(Region pointing data)
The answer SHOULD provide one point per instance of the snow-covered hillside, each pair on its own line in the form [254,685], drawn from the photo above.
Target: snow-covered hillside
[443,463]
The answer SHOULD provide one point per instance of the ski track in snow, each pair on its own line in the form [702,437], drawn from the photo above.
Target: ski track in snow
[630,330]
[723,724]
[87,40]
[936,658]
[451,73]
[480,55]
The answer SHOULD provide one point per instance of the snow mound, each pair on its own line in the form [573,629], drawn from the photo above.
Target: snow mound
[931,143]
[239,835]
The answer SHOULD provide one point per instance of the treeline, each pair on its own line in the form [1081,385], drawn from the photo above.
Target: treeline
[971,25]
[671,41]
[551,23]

# Work to be completed:
From the first line to the last, retype the records exactly as they stand above.

# Reply:
The answer SHOULD provide one point per instance of the snow-covered hillside, each pair on its own line in the form [254,685], drawn from the photo above.
Target: snow-covered hillside
[443,463]
The answer SHOULD provide one point per instance of the ski track in snow, each pair on its own line in the form [702,437], drawn from the photo above.
Target: ski track in snow
[630,330]
[723,724]
[87,40]
[936,658]
[451,73]
[480,55]
The answer SHOULD provide one point per instance of the snow mound, each pair on its own line in the form [573,629], drawn from the photo above.
Target: snow mound
[931,143]
[239,835]
The answer SHOULD provide one point per instance of the treeline, each pair on its own line in the form [1081,385], drawn from the photo above.
Target: treeline
[971,25]
[671,41]
[551,23]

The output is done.